── RECORDS FOR THE TASK ──
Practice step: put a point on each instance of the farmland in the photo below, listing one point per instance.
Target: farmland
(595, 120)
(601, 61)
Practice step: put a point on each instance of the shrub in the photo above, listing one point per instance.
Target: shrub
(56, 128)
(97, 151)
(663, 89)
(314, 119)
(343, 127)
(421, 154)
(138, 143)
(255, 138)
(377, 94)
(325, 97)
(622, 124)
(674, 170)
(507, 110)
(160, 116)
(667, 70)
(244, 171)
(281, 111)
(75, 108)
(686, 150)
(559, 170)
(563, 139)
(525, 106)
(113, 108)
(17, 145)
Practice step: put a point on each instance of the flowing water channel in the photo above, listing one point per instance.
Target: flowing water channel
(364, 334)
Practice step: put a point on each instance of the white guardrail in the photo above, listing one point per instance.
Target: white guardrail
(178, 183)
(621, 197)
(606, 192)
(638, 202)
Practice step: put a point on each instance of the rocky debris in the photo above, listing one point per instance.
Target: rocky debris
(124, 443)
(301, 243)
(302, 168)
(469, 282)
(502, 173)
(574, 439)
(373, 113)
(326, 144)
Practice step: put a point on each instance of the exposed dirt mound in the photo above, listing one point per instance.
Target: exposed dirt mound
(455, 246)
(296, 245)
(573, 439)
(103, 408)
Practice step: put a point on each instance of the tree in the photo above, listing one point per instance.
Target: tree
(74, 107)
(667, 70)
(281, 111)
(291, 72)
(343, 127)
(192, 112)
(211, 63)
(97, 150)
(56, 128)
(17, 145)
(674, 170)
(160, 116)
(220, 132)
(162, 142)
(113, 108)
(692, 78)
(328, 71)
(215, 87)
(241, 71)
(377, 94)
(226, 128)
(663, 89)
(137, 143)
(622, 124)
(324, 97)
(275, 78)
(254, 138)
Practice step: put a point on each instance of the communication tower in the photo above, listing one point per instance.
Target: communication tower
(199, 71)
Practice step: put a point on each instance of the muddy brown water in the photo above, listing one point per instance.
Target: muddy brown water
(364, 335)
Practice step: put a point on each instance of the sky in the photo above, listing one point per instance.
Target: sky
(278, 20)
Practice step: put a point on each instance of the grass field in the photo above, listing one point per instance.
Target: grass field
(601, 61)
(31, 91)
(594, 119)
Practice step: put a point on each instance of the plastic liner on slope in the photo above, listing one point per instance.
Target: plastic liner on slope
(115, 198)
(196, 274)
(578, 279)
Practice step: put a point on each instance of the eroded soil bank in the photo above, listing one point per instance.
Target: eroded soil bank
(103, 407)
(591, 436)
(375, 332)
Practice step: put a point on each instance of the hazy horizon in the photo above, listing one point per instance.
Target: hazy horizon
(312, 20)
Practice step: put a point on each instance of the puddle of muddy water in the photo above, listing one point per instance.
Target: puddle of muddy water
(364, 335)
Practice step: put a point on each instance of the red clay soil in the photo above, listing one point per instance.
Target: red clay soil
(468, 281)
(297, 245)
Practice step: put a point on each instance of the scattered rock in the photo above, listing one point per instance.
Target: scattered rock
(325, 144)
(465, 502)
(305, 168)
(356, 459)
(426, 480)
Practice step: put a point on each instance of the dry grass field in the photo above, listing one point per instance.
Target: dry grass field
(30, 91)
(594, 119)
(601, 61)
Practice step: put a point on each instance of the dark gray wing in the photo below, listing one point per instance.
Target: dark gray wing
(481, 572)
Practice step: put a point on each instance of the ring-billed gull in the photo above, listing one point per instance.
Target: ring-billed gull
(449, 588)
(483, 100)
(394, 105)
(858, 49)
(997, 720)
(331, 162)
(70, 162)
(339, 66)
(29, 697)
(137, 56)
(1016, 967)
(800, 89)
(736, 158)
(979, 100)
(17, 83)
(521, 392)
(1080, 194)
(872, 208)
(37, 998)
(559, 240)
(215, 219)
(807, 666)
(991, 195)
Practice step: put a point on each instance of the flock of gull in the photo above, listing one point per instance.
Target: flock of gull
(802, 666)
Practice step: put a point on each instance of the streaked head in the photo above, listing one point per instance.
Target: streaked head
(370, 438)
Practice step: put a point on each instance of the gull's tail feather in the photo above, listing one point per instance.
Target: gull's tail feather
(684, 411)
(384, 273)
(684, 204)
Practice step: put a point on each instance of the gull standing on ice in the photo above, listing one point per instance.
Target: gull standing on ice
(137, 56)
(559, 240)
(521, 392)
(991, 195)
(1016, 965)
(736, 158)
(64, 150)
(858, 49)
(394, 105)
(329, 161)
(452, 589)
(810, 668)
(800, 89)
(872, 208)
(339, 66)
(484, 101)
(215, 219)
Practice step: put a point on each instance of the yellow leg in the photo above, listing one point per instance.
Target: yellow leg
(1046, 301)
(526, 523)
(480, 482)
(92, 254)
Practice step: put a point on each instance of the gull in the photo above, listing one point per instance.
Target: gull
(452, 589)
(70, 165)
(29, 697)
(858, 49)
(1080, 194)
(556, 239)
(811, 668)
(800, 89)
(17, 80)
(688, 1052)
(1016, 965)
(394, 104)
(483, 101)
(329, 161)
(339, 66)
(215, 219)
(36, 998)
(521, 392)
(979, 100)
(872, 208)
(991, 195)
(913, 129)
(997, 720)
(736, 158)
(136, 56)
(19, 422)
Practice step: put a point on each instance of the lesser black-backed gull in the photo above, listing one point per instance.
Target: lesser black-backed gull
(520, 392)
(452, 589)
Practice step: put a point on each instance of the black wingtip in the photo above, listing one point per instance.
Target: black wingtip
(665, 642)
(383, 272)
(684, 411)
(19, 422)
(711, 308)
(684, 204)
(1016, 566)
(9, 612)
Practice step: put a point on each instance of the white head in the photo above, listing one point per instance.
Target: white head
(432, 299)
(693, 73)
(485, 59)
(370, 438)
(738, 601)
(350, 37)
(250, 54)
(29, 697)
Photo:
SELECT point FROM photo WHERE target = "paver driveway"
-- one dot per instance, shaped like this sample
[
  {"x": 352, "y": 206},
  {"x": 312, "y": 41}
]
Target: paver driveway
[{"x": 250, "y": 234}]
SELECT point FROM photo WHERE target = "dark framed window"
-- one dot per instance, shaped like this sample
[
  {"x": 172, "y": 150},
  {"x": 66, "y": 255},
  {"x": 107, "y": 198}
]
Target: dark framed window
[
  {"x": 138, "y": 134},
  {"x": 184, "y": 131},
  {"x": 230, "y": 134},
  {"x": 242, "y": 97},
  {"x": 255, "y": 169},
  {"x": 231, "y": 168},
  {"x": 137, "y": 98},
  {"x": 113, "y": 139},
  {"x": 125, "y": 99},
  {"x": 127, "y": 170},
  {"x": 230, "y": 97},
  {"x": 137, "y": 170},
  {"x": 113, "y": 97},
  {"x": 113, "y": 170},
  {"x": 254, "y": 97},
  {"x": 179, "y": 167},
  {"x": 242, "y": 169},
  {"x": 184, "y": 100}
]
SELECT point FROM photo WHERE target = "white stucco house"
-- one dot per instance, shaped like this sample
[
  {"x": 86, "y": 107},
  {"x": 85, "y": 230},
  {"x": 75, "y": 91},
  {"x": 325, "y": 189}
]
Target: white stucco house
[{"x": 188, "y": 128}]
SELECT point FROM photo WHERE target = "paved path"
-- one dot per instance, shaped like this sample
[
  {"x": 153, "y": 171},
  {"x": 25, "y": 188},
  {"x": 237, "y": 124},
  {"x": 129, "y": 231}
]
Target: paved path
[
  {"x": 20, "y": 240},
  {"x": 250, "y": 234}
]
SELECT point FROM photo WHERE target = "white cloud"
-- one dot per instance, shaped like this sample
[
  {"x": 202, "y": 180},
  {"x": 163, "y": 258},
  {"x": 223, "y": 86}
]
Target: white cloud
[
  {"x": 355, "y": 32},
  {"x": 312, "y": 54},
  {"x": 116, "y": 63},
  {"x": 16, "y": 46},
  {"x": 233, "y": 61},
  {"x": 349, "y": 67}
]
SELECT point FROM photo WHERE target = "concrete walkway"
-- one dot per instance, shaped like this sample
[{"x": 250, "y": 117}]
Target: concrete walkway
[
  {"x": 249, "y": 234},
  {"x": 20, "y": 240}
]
───
> WHAT THE TASK ASKS:
Beginning at the top of the data, please return every line until and including the line containing "Practice step: put a point on each instance of the rocky", copied exactly, and nothing past it.

> OUTPUT:
Practice step: put a point on each instance of the farmland in the photo below, listing one point per instance.
Target: farmland
(595, 120)
(601, 61)
Practice step: put a point on each instance of the shrub in the photo above, listing one point per instance.
Target: shrub
(56, 128)
(97, 151)
(663, 89)
(314, 119)
(343, 127)
(421, 154)
(138, 143)
(255, 138)
(377, 94)
(325, 97)
(622, 124)
(674, 170)
(507, 110)
(160, 116)
(667, 70)
(244, 171)
(281, 111)
(75, 108)
(686, 150)
(559, 170)
(563, 139)
(525, 106)
(113, 108)
(17, 145)
Practice step: put a point on each instance of the flowing water channel in the photo above, listing one point per instance.
Target: flowing water channel
(364, 334)
Practice step: put a point on each instance of the white guardrail in the photo above, listing one point per instance.
Target: white guardrail
(178, 183)
(621, 197)
(606, 192)
(638, 202)
Practice step: put a point on each instance of the rocky debris in the photo above, listing one point per instance.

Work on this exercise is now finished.